Each entry should be set down exactly as written, except for any picture it holds.

[Dataset]

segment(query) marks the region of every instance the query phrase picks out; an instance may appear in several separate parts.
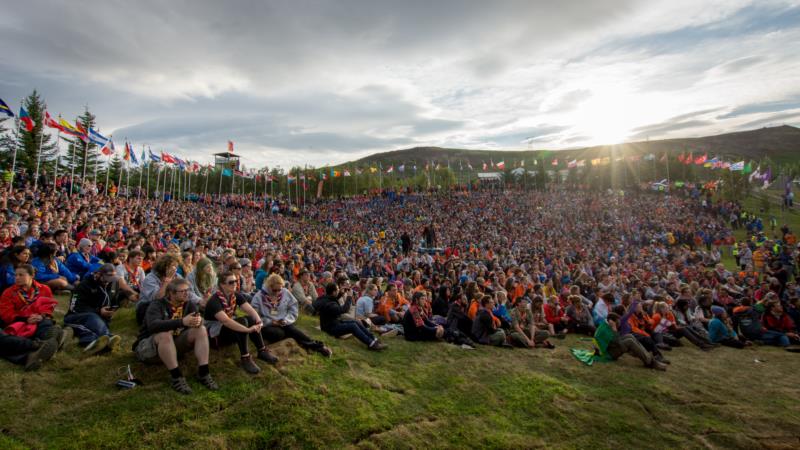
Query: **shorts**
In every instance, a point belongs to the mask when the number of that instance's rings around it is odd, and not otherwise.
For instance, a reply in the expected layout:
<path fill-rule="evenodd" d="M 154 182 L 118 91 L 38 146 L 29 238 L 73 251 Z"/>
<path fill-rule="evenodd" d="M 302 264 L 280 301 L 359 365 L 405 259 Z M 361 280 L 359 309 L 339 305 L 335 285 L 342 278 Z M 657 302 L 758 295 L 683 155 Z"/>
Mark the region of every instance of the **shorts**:
<path fill-rule="evenodd" d="M 194 344 L 189 342 L 188 329 L 181 331 L 181 334 L 177 336 L 173 336 L 172 342 L 175 343 L 175 352 L 178 354 L 178 358 L 194 349 Z M 149 336 L 139 341 L 136 344 L 134 353 L 136 353 L 136 359 L 145 364 L 158 364 L 161 362 L 161 358 L 158 356 L 155 336 Z"/>

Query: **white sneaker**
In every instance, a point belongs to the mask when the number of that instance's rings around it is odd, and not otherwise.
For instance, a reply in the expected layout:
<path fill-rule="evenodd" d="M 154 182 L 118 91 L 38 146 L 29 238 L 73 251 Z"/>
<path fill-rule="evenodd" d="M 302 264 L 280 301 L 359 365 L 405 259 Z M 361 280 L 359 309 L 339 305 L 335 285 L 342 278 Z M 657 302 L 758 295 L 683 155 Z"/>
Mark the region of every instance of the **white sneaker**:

[/Dataset]

### Response below
segment(query) marks the region of every instance the query phrase picks out; an instance may appear in several separate parts.
Query: **shorts**
In every instance, a point belongs to the mask when the number of that instance's rings around it is odd, and not otherwise.
For instance, a reply in the expected layout:
<path fill-rule="evenodd" d="M 154 182 L 118 91 L 38 146 L 29 238 L 73 251 Z"/>
<path fill-rule="evenodd" d="M 302 264 L 280 301 L 359 365 L 405 259 Z M 361 280 L 359 309 L 339 305 L 335 285 L 342 278 Z M 657 302 L 758 295 L 683 155 Z"/>
Mark the region of every instance of the **shorts**:
<path fill-rule="evenodd" d="M 194 344 L 189 342 L 188 329 L 181 331 L 181 334 L 177 336 L 173 336 L 172 342 L 175 343 L 175 352 L 178 354 L 178 358 L 194 349 Z M 149 336 L 139 341 L 136 344 L 134 353 L 136 353 L 136 359 L 145 364 L 158 364 L 161 362 L 161 358 L 158 356 L 155 336 Z"/>

Query: **white sneaker**
In every instance, a point belongs to the mask when the number of that instance's rings around it is odd, and not otherwise.
For instance, a reply in the expected layout:
<path fill-rule="evenodd" d="M 154 182 L 118 91 L 38 146 L 29 238 L 73 251 Z"/>
<path fill-rule="evenodd" d="M 302 264 L 280 301 L 359 365 L 405 259 Z M 361 280 L 359 309 L 339 305 L 335 285 L 342 278 Z M 657 302 L 758 295 L 683 155 Z"/>
Mark the region of every instance of the **white sneaker**:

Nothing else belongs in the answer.